┌─ 本文

ドリと仲間たちの冬の祭典は、ダイナミックに感情を揺さぶった
WINTER FANTASIA 2010 | 2011.02.01
<WINTER FANTASIA 2010 ~ DCTgarden "THE LIVE!!!">(以下WF)は、まさに"冬の祭典"。毎年"DCT records"のレーベルメイトたちが集合して、大騒ぎ。今年で3回目となる恒例の冬フェスだ。
開演と同時に登場したのは、世界的な名ギタリストのデヴィッド・T.ウォーカー。キャロル・キングやマイケル・ジャクソンのアルバムに参加している名手で、ドリとの縁が深い。彼はDCT recordsからニューアルバム『FOR ALL TIME』をリリースしたばかりで、挨拶がわりにクリスマスソングを弾く。なんとも贅沢なオープニングとなった。
メインステージのトップバッターは、LOVE。真っ赤なアコギを抱えて、伸びのある声で「STAY」を歌う。ラブソングにこだわることなく、自らのライフスタイルを伝えようとする女性シンガーソングライターだ。「今日の帰り道、あなたを照らす月になれたらと思って書いた曲です」と言って歌った「テレパス」は、目と目で心が通じ合うようにとの願いが込められた、彼女らしい歌だった。
舞台転換では、"ドリでおどれ!ドリであそべ!"をテーマに選ばれたパフォーマンス集団“黒ドリ!?-BEGINS-”が会場を楽しませる。
いきなり爆音を響かせたのはFUZZY CONTROL。高いテクニックを持つロック・トリオだ。ドラムのSATOKOは、ドリのツアー・ドラマーにも起用されたほど。ハードなロックが持ち味のこのバンドを、会場は大歓迎する。いろんな音楽をリスナーにプレゼンテーションするこのイベントならではの光景だ。そこにストレートなメッセージを発する「SUNSET」が、よく似合っていた。
中澤信栄はギターの弾き語りの「マボロシ」で、スマートに自分の音楽観を提示する。一方で「夢物語」ではブラス・セクションを呼び込んで、ダイナミックな側面も聴かせてくれた。ラストの「メッセージ」では再び弾き語りに戻るのだが、どの曲でも中澤はボーカルにギターにグルーブマスターとしての力量を発揮。実力派の片鱗を見せた。
Who the Bitchもロックトリオ。フロントのギター&ベースが女性で、今、シーンをにぎわすダンサブルなロックをWho the Bitch流に表現する。フロント2人の激しいヘッド・バンギングに、サングラスがいつの間にか吹っ飛んで、会場を大いに盛り上げる。「ついに今年もやってきました、WF。ここに立っていることが幸せです」と叫んで、大会場でプレイする歓びを爆発させる。印象的だったのは、「Chicken Heart」。美しいメロディとは対照的なハードなサウンドに乗せて、“Chicken Heart=臆病者と呼ばれる者こそが、生きる勇気を大切にしている”という奥行きのあるメッセージを込める。Who the Bitchの本質がそこにあった。

└─
┌─ 提供データ

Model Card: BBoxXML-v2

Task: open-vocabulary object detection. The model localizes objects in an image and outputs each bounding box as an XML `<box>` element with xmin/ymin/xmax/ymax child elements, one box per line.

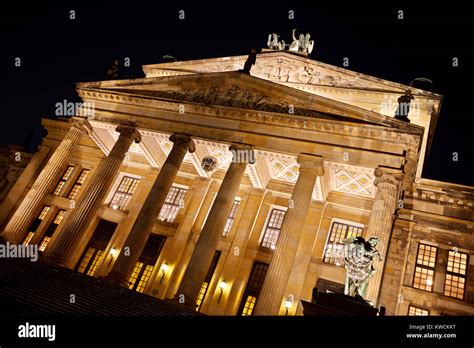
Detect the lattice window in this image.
<box><xmin>261</xmin><ymin>208</ymin><xmax>286</xmax><ymax>249</ymax></box>
<box><xmin>67</xmin><ymin>169</ymin><xmax>90</xmax><ymax>199</ymax></box>
<box><xmin>444</xmin><ymin>250</ymin><xmax>468</xmax><ymax>300</ymax></box>
<box><xmin>158</xmin><ymin>186</ymin><xmax>188</xmax><ymax>222</ymax></box>
<box><xmin>323</xmin><ymin>221</ymin><xmax>364</xmax><ymax>266</ymax></box>
<box><xmin>413</xmin><ymin>243</ymin><xmax>438</xmax><ymax>291</ymax></box>
<box><xmin>408</xmin><ymin>305</ymin><xmax>430</xmax><ymax>316</ymax></box>
<box><xmin>53</xmin><ymin>166</ymin><xmax>74</xmax><ymax>196</ymax></box>
<box><xmin>222</xmin><ymin>199</ymin><xmax>240</xmax><ymax>237</ymax></box>
<box><xmin>109</xmin><ymin>176</ymin><xmax>140</xmax><ymax>210</ymax></box>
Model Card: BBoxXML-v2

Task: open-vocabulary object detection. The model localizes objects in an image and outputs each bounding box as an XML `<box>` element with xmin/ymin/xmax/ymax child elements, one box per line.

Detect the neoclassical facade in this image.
<box><xmin>0</xmin><ymin>50</ymin><xmax>474</xmax><ymax>315</ymax></box>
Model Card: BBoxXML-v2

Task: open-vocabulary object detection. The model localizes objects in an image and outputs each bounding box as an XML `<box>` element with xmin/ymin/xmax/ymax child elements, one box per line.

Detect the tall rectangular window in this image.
<box><xmin>67</xmin><ymin>169</ymin><xmax>89</xmax><ymax>199</ymax></box>
<box><xmin>158</xmin><ymin>186</ymin><xmax>188</xmax><ymax>222</ymax></box>
<box><xmin>408</xmin><ymin>305</ymin><xmax>430</xmax><ymax>316</ymax></box>
<box><xmin>260</xmin><ymin>208</ymin><xmax>286</xmax><ymax>249</ymax></box>
<box><xmin>22</xmin><ymin>205</ymin><xmax>51</xmax><ymax>245</ymax></box>
<box><xmin>38</xmin><ymin>210</ymin><xmax>66</xmax><ymax>251</ymax></box>
<box><xmin>109</xmin><ymin>176</ymin><xmax>140</xmax><ymax>210</ymax></box>
<box><xmin>413</xmin><ymin>243</ymin><xmax>438</xmax><ymax>291</ymax></box>
<box><xmin>444</xmin><ymin>250</ymin><xmax>468</xmax><ymax>300</ymax></box>
<box><xmin>323</xmin><ymin>221</ymin><xmax>364</xmax><ymax>266</ymax></box>
<box><xmin>222</xmin><ymin>199</ymin><xmax>240</xmax><ymax>237</ymax></box>
<box><xmin>239</xmin><ymin>261</ymin><xmax>268</xmax><ymax>316</ymax></box>
<box><xmin>53</xmin><ymin>166</ymin><xmax>74</xmax><ymax>196</ymax></box>
<box><xmin>128</xmin><ymin>234</ymin><xmax>166</xmax><ymax>292</ymax></box>
<box><xmin>76</xmin><ymin>219</ymin><xmax>117</xmax><ymax>276</ymax></box>
<box><xmin>196</xmin><ymin>250</ymin><xmax>221</xmax><ymax>312</ymax></box>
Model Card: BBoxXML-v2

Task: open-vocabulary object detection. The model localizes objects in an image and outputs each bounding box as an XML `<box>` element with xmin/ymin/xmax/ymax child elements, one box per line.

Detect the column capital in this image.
<box><xmin>296</xmin><ymin>154</ymin><xmax>324</xmax><ymax>176</ymax></box>
<box><xmin>71</xmin><ymin>119</ymin><xmax>92</xmax><ymax>134</ymax></box>
<box><xmin>169</xmin><ymin>134</ymin><xmax>196</xmax><ymax>153</ymax></box>
<box><xmin>115</xmin><ymin>125</ymin><xmax>142</xmax><ymax>143</ymax></box>
<box><xmin>374</xmin><ymin>167</ymin><xmax>404</xmax><ymax>187</ymax></box>
<box><xmin>229</xmin><ymin>143</ymin><xmax>257</xmax><ymax>164</ymax></box>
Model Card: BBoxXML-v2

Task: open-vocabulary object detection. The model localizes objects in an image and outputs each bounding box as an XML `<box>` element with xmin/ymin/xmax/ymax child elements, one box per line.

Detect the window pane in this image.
<box><xmin>261</xmin><ymin>208</ymin><xmax>286</xmax><ymax>249</ymax></box>
<box><xmin>323</xmin><ymin>222</ymin><xmax>364</xmax><ymax>266</ymax></box>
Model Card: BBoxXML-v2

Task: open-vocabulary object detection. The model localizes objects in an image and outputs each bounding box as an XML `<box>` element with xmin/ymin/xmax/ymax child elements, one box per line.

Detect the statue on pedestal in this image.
<box><xmin>343</xmin><ymin>237</ymin><xmax>381</xmax><ymax>299</ymax></box>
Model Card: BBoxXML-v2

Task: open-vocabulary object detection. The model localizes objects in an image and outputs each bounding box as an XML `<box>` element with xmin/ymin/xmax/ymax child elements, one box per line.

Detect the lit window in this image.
<box><xmin>78</xmin><ymin>247</ymin><xmax>104</xmax><ymax>276</ymax></box>
<box><xmin>261</xmin><ymin>208</ymin><xmax>285</xmax><ymax>249</ymax></box>
<box><xmin>128</xmin><ymin>234</ymin><xmax>166</xmax><ymax>292</ymax></box>
<box><xmin>128</xmin><ymin>262</ymin><xmax>143</xmax><ymax>289</ymax></box>
<box><xmin>128</xmin><ymin>262</ymin><xmax>154</xmax><ymax>292</ymax></box>
<box><xmin>323</xmin><ymin>221</ymin><xmax>364</xmax><ymax>266</ymax></box>
<box><xmin>196</xmin><ymin>282</ymin><xmax>209</xmax><ymax>311</ymax></box>
<box><xmin>444</xmin><ymin>250</ymin><xmax>468</xmax><ymax>300</ymax></box>
<box><xmin>38</xmin><ymin>237</ymin><xmax>51</xmax><ymax>251</ymax></box>
<box><xmin>239</xmin><ymin>261</ymin><xmax>268</xmax><ymax>316</ymax></box>
<box><xmin>413</xmin><ymin>243</ymin><xmax>438</xmax><ymax>291</ymax></box>
<box><xmin>158</xmin><ymin>186</ymin><xmax>187</xmax><ymax>222</ymax></box>
<box><xmin>242</xmin><ymin>295</ymin><xmax>257</xmax><ymax>316</ymax></box>
<box><xmin>53</xmin><ymin>166</ymin><xmax>74</xmax><ymax>196</ymax></box>
<box><xmin>222</xmin><ymin>199</ymin><xmax>240</xmax><ymax>237</ymax></box>
<box><xmin>22</xmin><ymin>205</ymin><xmax>51</xmax><ymax>245</ymax></box>
<box><xmin>39</xmin><ymin>210</ymin><xmax>66</xmax><ymax>251</ymax></box>
<box><xmin>67</xmin><ymin>169</ymin><xmax>89</xmax><ymax>199</ymax></box>
<box><xmin>196</xmin><ymin>250</ymin><xmax>221</xmax><ymax>312</ymax></box>
<box><xmin>408</xmin><ymin>306</ymin><xmax>430</xmax><ymax>316</ymax></box>
<box><xmin>109</xmin><ymin>176</ymin><xmax>140</xmax><ymax>210</ymax></box>
<box><xmin>23</xmin><ymin>232</ymin><xmax>35</xmax><ymax>245</ymax></box>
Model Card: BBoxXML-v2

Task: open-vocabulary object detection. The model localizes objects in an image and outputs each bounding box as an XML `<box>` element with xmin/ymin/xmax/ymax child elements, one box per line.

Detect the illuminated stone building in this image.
<box><xmin>0</xmin><ymin>50</ymin><xmax>474</xmax><ymax>315</ymax></box>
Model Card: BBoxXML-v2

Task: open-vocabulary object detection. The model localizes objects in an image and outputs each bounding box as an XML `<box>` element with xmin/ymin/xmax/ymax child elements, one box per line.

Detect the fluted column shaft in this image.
<box><xmin>366</xmin><ymin>168</ymin><xmax>403</xmax><ymax>305</ymax></box>
<box><xmin>46</xmin><ymin>126</ymin><xmax>141</xmax><ymax>267</ymax></box>
<box><xmin>2</xmin><ymin>121</ymin><xmax>90</xmax><ymax>243</ymax></box>
<box><xmin>253</xmin><ymin>155</ymin><xmax>324</xmax><ymax>315</ymax></box>
<box><xmin>177</xmin><ymin>145</ymin><xmax>253</xmax><ymax>308</ymax></box>
<box><xmin>107</xmin><ymin>134</ymin><xmax>195</xmax><ymax>286</ymax></box>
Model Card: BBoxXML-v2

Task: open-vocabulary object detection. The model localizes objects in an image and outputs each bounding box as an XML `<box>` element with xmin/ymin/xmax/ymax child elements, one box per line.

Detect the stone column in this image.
<box><xmin>107</xmin><ymin>134</ymin><xmax>195</xmax><ymax>286</ymax></box>
<box><xmin>253</xmin><ymin>155</ymin><xmax>324</xmax><ymax>315</ymax></box>
<box><xmin>365</xmin><ymin>167</ymin><xmax>403</xmax><ymax>305</ymax></box>
<box><xmin>46</xmin><ymin>126</ymin><xmax>141</xmax><ymax>267</ymax></box>
<box><xmin>2</xmin><ymin>120</ymin><xmax>91</xmax><ymax>243</ymax></box>
<box><xmin>177</xmin><ymin>145</ymin><xmax>253</xmax><ymax>308</ymax></box>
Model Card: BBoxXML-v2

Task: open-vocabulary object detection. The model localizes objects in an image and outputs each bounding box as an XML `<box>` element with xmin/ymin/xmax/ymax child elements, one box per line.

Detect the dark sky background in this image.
<box><xmin>0</xmin><ymin>1</ymin><xmax>474</xmax><ymax>185</ymax></box>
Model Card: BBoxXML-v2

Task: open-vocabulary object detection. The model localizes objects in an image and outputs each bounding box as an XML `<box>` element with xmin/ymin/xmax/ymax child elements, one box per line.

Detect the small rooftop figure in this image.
<box><xmin>107</xmin><ymin>59</ymin><xmax>119</xmax><ymax>80</ymax></box>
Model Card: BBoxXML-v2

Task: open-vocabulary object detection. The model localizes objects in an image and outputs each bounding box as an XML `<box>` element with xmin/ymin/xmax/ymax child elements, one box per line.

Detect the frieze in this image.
<box><xmin>78</xmin><ymin>87</ymin><xmax>419</xmax><ymax>150</ymax></box>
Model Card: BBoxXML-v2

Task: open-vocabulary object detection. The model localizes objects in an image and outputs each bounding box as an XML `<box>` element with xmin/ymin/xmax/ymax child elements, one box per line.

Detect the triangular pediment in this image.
<box><xmin>78</xmin><ymin>72</ymin><xmax>422</xmax><ymax>133</ymax></box>
<box><xmin>143</xmin><ymin>50</ymin><xmax>440</xmax><ymax>97</ymax></box>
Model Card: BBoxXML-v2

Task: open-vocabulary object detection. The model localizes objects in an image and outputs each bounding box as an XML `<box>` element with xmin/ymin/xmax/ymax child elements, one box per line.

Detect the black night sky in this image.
<box><xmin>0</xmin><ymin>1</ymin><xmax>474</xmax><ymax>185</ymax></box>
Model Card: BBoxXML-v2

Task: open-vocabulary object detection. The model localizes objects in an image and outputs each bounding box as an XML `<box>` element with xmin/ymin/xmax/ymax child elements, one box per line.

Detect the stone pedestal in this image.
<box><xmin>2</xmin><ymin>121</ymin><xmax>91</xmax><ymax>243</ymax></box>
<box><xmin>253</xmin><ymin>155</ymin><xmax>324</xmax><ymax>315</ymax></box>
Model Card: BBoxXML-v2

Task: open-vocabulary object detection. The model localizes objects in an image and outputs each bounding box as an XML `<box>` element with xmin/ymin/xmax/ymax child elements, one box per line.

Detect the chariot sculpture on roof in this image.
<box><xmin>267</xmin><ymin>29</ymin><xmax>314</xmax><ymax>55</ymax></box>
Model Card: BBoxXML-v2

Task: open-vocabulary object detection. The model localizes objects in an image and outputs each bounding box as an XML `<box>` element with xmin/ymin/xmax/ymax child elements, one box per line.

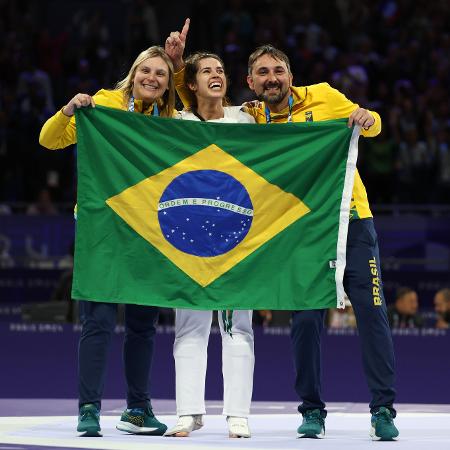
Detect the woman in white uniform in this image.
<box><xmin>165</xmin><ymin>53</ymin><xmax>255</xmax><ymax>437</ymax></box>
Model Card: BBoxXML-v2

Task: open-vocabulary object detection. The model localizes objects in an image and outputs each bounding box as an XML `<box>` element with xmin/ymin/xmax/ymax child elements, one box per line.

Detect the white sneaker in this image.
<box><xmin>227</xmin><ymin>416</ymin><xmax>251</xmax><ymax>438</ymax></box>
<box><xmin>164</xmin><ymin>415</ymin><xmax>203</xmax><ymax>437</ymax></box>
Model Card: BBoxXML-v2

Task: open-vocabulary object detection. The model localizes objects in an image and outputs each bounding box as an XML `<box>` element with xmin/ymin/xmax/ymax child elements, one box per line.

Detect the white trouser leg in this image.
<box><xmin>219</xmin><ymin>311</ymin><xmax>255</xmax><ymax>417</ymax></box>
<box><xmin>173</xmin><ymin>309</ymin><xmax>212</xmax><ymax>416</ymax></box>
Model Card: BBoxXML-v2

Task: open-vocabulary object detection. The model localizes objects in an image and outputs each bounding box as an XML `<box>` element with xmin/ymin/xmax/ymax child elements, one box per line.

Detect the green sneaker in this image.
<box><xmin>116</xmin><ymin>407</ymin><xmax>167</xmax><ymax>436</ymax></box>
<box><xmin>297</xmin><ymin>409</ymin><xmax>325</xmax><ymax>439</ymax></box>
<box><xmin>77</xmin><ymin>403</ymin><xmax>101</xmax><ymax>437</ymax></box>
<box><xmin>370</xmin><ymin>406</ymin><xmax>399</xmax><ymax>441</ymax></box>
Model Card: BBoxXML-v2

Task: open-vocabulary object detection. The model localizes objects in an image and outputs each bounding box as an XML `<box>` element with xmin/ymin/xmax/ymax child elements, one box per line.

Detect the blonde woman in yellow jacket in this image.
<box><xmin>39</xmin><ymin>46</ymin><xmax>175</xmax><ymax>436</ymax></box>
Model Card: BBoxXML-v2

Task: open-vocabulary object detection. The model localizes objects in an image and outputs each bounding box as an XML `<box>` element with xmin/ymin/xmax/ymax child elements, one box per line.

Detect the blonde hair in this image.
<box><xmin>115</xmin><ymin>45</ymin><xmax>175</xmax><ymax>117</ymax></box>
<box><xmin>184</xmin><ymin>52</ymin><xmax>230</xmax><ymax>110</ymax></box>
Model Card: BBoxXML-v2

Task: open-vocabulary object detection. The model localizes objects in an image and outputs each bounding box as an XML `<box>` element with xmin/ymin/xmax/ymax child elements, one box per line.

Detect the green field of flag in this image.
<box><xmin>72</xmin><ymin>107</ymin><xmax>358</xmax><ymax>310</ymax></box>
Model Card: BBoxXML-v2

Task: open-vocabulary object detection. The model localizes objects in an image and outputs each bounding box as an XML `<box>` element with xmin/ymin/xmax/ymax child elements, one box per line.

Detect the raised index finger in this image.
<box><xmin>180</xmin><ymin>17</ymin><xmax>191</xmax><ymax>41</ymax></box>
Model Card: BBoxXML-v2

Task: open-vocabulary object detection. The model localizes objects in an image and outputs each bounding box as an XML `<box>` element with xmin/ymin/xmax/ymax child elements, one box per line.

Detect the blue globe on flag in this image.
<box><xmin>158</xmin><ymin>170</ymin><xmax>253</xmax><ymax>257</ymax></box>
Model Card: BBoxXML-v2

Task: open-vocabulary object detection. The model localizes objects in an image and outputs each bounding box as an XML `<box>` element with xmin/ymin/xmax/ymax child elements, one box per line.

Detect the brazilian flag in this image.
<box><xmin>72</xmin><ymin>106</ymin><xmax>359</xmax><ymax>310</ymax></box>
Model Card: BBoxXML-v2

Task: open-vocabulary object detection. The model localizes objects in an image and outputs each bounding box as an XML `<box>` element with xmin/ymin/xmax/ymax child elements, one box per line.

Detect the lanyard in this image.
<box><xmin>266</xmin><ymin>94</ymin><xmax>294</xmax><ymax>123</ymax></box>
<box><xmin>128</xmin><ymin>96</ymin><xmax>159</xmax><ymax>116</ymax></box>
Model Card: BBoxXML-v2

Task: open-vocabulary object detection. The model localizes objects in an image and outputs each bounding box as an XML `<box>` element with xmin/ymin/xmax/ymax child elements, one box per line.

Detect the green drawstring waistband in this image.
<box><xmin>222</xmin><ymin>309</ymin><xmax>233</xmax><ymax>337</ymax></box>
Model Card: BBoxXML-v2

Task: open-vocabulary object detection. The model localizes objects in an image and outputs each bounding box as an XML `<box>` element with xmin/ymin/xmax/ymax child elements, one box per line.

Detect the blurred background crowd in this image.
<box><xmin>0</xmin><ymin>0</ymin><xmax>450</xmax><ymax>327</ymax></box>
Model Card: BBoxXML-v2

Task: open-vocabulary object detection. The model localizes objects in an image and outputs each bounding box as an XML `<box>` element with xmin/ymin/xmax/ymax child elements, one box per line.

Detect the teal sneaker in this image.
<box><xmin>370</xmin><ymin>406</ymin><xmax>399</xmax><ymax>441</ymax></box>
<box><xmin>116</xmin><ymin>407</ymin><xmax>167</xmax><ymax>436</ymax></box>
<box><xmin>77</xmin><ymin>403</ymin><xmax>101</xmax><ymax>437</ymax></box>
<box><xmin>297</xmin><ymin>409</ymin><xmax>325</xmax><ymax>439</ymax></box>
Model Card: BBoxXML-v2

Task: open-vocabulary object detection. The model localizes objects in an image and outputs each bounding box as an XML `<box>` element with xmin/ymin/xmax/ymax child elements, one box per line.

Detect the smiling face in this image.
<box><xmin>133</xmin><ymin>56</ymin><xmax>169</xmax><ymax>103</ymax></box>
<box><xmin>247</xmin><ymin>54</ymin><xmax>292</xmax><ymax>106</ymax></box>
<box><xmin>188</xmin><ymin>58</ymin><xmax>227</xmax><ymax>99</ymax></box>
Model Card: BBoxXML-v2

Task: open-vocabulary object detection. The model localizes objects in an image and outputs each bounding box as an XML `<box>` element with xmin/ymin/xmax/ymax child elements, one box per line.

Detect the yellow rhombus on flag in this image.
<box><xmin>106</xmin><ymin>144</ymin><xmax>310</xmax><ymax>287</ymax></box>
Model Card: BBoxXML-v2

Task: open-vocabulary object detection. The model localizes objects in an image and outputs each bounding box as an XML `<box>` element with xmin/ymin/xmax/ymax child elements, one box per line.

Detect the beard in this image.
<box><xmin>258</xmin><ymin>83</ymin><xmax>289</xmax><ymax>105</ymax></box>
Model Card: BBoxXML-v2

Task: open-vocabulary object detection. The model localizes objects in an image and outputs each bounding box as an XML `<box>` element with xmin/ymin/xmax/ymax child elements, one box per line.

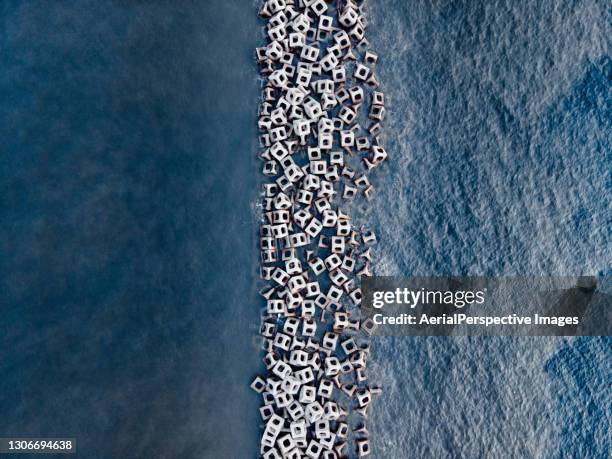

└─

▶ 設問
本文によると、デヴィッド・T.ウォーカーがDCT recordsからリリースしたばかりのニューアルバムの題名は何ですか。 本文の記述のみに基づいてお答えください。

▶ 解答
『FOR ALL TIME』です。